### Description of the task:
Nothing but the lines from the one with "Query: eroded cliff" through the last line of the data should be restated, each word for word.

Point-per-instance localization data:

· · · · ·

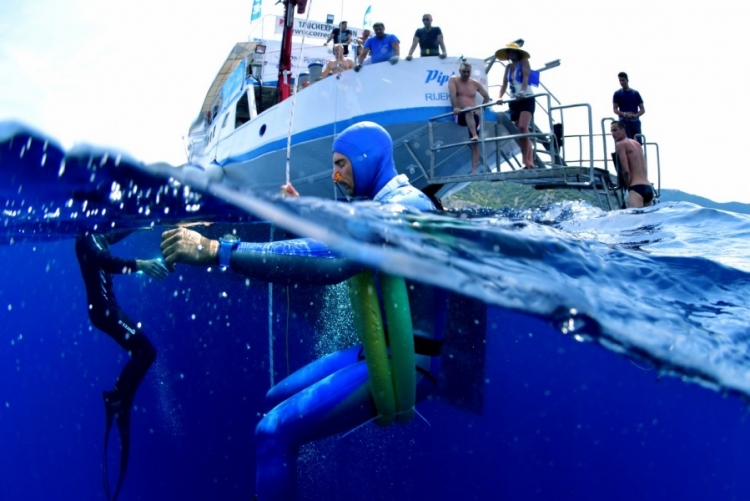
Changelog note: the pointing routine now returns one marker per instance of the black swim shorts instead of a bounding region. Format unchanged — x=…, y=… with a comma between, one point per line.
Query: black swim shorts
x=461, y=120
x=516, y=107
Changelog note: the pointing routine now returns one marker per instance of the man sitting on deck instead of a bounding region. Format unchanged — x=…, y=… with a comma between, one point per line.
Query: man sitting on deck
x=632, y=167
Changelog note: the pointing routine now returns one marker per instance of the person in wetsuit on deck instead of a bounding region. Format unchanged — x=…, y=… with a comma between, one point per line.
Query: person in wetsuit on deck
x=97, y=267
x=333, y=394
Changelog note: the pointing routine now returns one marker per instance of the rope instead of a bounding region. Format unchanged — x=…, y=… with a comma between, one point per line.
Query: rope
x=270, y=325
x=294, y=97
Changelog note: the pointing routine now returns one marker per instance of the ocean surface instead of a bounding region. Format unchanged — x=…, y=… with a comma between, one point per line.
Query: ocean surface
x=590, y=355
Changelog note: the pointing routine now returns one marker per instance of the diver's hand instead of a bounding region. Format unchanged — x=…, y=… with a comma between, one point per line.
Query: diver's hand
x=287, y=190
x=187, y=246
x=152, y=267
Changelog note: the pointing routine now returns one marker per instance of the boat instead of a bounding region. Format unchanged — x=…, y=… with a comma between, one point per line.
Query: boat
x=267, y=119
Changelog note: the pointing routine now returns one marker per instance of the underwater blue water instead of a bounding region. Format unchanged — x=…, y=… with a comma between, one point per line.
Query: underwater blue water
x=582, y=319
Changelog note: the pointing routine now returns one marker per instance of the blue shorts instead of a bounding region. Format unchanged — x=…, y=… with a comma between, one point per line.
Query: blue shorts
x=632, y=127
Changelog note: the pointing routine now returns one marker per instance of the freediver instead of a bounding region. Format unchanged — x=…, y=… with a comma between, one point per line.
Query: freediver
x=333, y=394
x=98, y=266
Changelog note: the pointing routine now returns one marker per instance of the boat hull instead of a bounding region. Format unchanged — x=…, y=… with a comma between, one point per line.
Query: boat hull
x=404, y=98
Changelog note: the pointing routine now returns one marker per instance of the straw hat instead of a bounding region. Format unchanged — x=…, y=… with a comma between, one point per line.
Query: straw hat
x=502, y=54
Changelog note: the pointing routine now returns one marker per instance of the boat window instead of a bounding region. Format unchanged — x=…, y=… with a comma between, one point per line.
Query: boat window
x=242, y=113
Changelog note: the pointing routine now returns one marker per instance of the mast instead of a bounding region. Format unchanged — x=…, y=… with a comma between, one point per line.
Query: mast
x=285, y=59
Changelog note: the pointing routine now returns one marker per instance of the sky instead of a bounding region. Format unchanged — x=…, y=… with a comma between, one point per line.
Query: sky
x=132, y=75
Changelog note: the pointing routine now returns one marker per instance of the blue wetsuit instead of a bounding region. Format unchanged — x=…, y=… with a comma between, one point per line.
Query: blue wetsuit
x=332, y=395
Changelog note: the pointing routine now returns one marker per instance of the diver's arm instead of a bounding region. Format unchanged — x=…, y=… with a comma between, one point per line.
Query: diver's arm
x=293, y=270
x=300, y=261
x=100, y=256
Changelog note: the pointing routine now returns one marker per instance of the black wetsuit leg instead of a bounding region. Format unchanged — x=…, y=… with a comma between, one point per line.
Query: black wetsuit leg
x=110, y=319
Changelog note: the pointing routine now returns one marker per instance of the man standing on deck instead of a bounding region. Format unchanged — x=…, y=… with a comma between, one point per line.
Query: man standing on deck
x=430, y=40
x=333, y=394
x=628, y=105
x=383, y=46
x=632, y=167
x=463, y=90
x=338, y=64
x=341, y=35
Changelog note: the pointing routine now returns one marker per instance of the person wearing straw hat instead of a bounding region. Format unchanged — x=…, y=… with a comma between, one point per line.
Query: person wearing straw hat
x=517, y=79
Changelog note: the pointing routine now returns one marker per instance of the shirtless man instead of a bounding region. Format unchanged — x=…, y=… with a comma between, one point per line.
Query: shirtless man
x=463, y=91
x=338, y=64
x=632, y=166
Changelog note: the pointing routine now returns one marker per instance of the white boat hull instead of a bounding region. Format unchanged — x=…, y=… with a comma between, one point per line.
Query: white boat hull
x=401, y=97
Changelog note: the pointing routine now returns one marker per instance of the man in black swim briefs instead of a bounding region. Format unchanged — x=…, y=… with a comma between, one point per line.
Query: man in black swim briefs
x=632, y=166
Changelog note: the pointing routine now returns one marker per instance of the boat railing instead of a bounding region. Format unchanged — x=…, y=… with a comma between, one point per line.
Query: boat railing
x=548, y=137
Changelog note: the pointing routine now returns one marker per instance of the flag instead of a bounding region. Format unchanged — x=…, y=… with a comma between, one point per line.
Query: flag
x=367, y=22
x=256, y=10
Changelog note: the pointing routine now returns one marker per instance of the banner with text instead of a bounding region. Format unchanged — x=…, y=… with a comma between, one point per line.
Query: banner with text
x=314, y=29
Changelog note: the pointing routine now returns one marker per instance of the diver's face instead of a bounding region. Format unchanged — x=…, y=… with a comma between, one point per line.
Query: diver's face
x=343, y=173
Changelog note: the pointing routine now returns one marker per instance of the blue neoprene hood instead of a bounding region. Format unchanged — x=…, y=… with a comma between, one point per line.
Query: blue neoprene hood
x=369, y=148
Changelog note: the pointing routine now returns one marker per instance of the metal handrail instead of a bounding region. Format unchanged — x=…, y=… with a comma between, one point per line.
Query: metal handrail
x=590, y=135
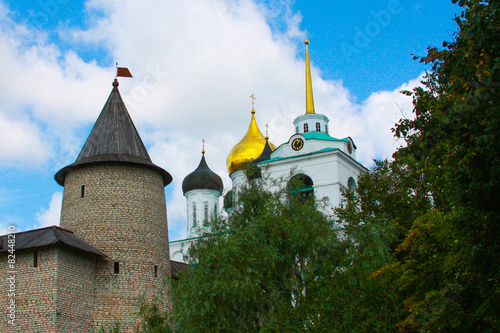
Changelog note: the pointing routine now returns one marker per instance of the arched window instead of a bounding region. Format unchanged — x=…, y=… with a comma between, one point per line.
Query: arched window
x=301, y=187
x=194, y=214
x=351, y=184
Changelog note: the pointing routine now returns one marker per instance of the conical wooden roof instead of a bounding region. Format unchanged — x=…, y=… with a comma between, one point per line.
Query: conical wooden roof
x=113, y=139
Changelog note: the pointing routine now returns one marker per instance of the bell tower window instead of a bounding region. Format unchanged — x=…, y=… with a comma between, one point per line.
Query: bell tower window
x=205, y=210
x=194, y=214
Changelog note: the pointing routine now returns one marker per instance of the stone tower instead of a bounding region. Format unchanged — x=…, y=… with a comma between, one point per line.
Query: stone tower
x=114, y=199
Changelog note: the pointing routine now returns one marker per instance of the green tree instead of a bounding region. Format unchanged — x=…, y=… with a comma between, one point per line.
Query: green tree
x=264, y=268
x=447, y=267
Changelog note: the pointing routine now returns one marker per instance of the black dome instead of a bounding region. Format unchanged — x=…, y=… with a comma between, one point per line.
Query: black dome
x=202, y=179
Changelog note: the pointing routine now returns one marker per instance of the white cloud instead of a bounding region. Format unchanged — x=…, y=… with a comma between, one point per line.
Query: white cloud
x=194, y=68
x=52, y=215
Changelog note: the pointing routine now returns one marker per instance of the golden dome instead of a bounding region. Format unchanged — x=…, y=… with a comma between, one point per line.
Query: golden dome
x=248, y=149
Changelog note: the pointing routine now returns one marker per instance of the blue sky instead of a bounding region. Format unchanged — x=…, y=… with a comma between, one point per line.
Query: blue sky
x=194, y=68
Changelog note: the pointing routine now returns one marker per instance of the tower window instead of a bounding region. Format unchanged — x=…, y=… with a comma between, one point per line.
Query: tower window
x=194, y=214
x=301, y=188
x=205, y=208
x=35, y=258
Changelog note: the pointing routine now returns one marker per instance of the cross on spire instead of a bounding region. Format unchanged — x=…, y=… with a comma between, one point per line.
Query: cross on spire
x=253, y=101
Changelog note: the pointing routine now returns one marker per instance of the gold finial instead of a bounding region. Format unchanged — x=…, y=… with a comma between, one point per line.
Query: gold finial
x=309, y=95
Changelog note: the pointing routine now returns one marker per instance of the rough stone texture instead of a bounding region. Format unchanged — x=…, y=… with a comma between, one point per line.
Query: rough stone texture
x=57, y=296
x=123, y=214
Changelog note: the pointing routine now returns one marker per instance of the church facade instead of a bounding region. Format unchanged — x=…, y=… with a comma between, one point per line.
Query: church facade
x=111, y=250
x=312, y=162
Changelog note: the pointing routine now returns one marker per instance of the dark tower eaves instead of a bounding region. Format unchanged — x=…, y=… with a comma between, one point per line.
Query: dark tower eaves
x=113, y=139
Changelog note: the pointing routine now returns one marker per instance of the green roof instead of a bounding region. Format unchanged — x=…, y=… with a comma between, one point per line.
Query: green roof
x=321, y=136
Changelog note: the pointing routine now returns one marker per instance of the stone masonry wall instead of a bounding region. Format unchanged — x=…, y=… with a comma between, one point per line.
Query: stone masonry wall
x=35, y=292
x=54, y=297
x=122, y=212
x=75, y=291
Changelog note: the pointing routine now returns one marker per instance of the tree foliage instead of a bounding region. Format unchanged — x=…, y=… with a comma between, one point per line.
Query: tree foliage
x=414, y=249
x=447, y=266
x=258, y=269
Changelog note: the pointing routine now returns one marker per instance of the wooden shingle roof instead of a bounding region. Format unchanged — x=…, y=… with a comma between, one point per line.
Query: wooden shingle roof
x=113, y=139
x=45, y=237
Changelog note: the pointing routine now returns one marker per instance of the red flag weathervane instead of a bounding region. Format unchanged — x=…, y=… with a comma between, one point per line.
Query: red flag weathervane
x=122, y=71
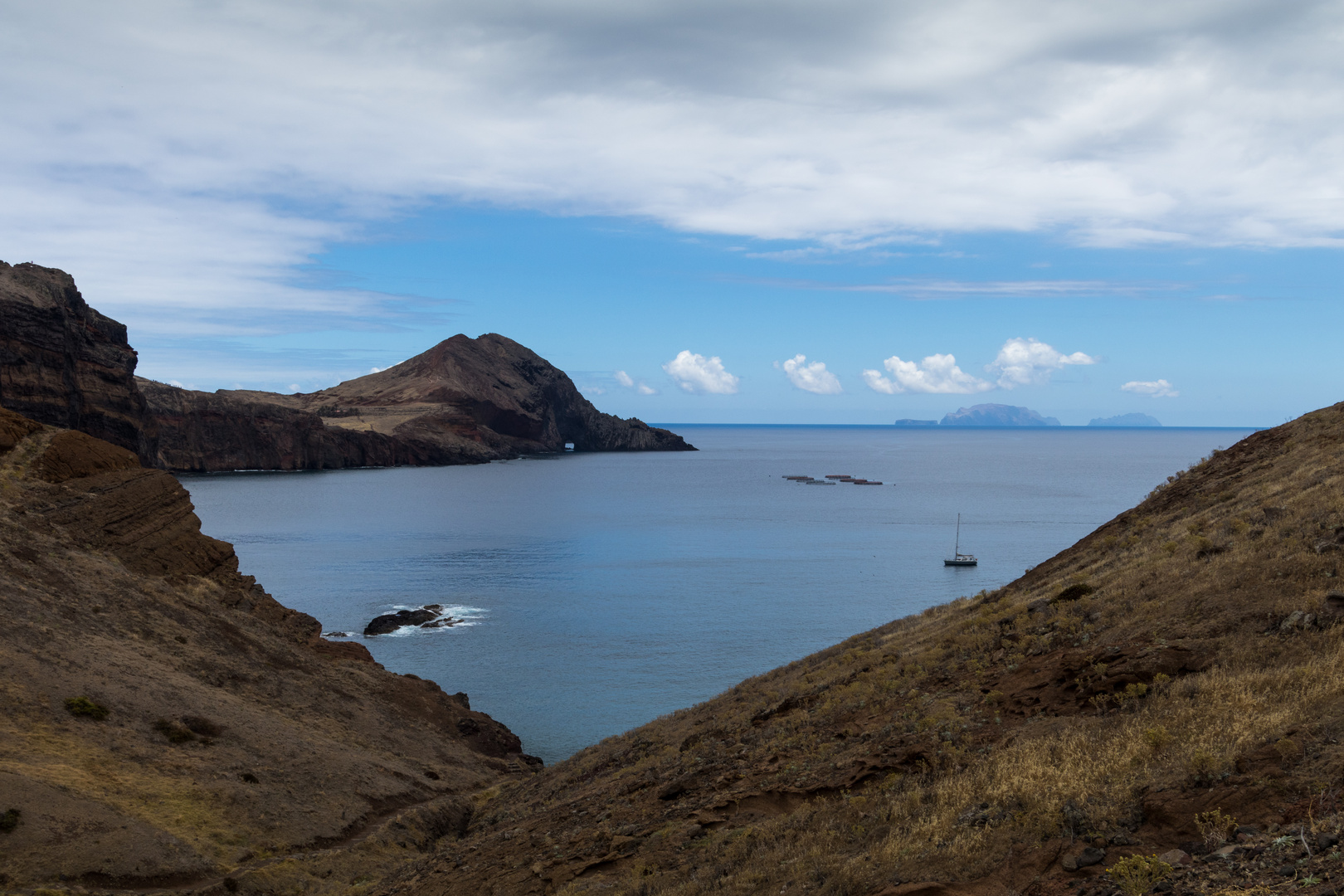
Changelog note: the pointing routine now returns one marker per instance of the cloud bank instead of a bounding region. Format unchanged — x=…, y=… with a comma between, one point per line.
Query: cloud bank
x=811, y=377
x=190, y=155
x=1157, y=388
x=700, y=375
x=1027, y=362
x=937, y=373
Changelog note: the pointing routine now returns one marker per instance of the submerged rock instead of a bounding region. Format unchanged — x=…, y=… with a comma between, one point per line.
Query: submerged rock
x=427, y=617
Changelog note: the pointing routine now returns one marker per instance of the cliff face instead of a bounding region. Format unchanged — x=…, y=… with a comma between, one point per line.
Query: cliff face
x=65, y=364
x=217, y=726
x=465, y=401
x=203, y=431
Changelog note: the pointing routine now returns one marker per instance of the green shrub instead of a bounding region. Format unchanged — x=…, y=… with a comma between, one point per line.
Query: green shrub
x=203, y=727
x=1073, y=592
x=173, y=731
x=1215, y=828
x=86, y=707
x=1136, y=874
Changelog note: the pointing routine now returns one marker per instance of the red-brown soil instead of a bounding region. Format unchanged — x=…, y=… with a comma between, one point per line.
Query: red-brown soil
x=218, y=728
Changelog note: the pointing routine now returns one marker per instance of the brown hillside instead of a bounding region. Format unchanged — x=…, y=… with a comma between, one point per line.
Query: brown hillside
x=65, y=364
x=164, y=720
x=1181, y=659
x=465, y=401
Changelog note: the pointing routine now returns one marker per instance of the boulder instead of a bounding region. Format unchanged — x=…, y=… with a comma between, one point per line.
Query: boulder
x=390, y=622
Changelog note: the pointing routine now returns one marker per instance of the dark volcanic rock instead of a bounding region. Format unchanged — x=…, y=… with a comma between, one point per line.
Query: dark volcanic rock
x=65, y=364
x=392, y=621
x=465, y=401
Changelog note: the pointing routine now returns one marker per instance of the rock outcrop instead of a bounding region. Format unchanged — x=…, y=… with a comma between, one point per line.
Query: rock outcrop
x=164, y=720
x=465, y=401
x=65, y=364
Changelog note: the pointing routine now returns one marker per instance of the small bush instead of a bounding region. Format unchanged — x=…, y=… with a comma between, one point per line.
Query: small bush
x=1073, y=592
x=173, y=731
x=1215, y=828
x=1136, y=874
x=203, y=727
x=86, y=707
x=1157, y=738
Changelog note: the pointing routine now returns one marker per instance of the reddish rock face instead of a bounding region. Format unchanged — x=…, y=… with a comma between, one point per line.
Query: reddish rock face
x=65, y=364
x=465, y=401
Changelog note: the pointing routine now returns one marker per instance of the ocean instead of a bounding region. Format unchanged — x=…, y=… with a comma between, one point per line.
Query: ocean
x=602, y=590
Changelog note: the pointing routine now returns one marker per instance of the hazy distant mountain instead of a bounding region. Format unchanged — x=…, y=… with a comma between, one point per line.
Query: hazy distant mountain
x=1125, y=419
x=996, y=416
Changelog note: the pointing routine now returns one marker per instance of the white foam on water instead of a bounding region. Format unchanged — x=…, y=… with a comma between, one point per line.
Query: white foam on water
x=465, y=616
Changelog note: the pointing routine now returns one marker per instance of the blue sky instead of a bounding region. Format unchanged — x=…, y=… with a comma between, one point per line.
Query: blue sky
x=1088, y=210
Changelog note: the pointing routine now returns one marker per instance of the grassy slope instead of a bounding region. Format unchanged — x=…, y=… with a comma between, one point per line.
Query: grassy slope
x=979, y=740
x=110, y=592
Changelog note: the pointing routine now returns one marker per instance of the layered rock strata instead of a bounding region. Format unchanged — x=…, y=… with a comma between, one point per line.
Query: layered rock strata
x=465, y=401
x=65, y=364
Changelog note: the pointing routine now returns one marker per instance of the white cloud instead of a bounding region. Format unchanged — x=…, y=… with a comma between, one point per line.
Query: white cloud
x=811, y=377
x=1027, y=362
x=184, y=158
x=1157, y=388
x=700, y=375
x=937, y=373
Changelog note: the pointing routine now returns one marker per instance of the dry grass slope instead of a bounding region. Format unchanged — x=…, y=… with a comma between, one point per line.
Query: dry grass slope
x=1183, y=657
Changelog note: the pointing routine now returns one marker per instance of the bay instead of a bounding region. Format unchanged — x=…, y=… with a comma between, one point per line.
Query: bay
x=604, y=590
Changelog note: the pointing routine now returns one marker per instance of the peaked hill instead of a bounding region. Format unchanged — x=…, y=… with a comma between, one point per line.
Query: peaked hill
x=463, y=402
x=1186, y=657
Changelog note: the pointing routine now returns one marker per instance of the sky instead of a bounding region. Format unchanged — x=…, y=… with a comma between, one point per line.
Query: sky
x=730, y=212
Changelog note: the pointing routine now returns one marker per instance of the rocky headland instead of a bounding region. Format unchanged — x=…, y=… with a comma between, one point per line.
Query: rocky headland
x=465, y=401
x=65, y=364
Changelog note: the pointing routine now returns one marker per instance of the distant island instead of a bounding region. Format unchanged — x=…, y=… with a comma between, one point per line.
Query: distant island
x=1125, y=419
x=996, y=416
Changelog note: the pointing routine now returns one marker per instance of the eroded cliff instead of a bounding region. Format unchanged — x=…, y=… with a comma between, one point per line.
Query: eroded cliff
x=166, y=720
x=65, y=364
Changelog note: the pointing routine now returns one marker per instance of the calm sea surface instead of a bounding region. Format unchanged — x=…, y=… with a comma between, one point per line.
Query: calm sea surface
x=604, y=590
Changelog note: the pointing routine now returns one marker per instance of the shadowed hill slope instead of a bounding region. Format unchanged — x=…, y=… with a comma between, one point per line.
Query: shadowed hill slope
x=65, y=364
x=164, y=720
x=465, y=401
x=1183, y=657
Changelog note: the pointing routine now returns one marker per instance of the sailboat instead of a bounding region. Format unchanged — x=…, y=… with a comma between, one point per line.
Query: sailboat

· · · · ·

### Solution to this task:
Query: eroded cliff
x=166, y=720
x=65, y=364
Changelog note: the pointing routine now returns one marker per instance of the calm sea surface instead of a bounding region. Format unchanged — x=…, y=… with a comma between, one point per line.
Query: calm sea surface
x=604, y=590
Changelog note: the pointing routine now returns one marker per instance of the shadowed hill slope instead of a bounding region. Format unchanged — x=…, y=… with a comma between, one point per line.
Query: shadowed hill slope
x=65, y=364
x=164, y=720
x=465, y=401
x=1183, y=657
Changelog note: the pointing routine now returns one marker per instance of the sailboat instead of a bounding region. Format unchanged — x=…, y=… with a comma between, one point per line.
Query: sailboat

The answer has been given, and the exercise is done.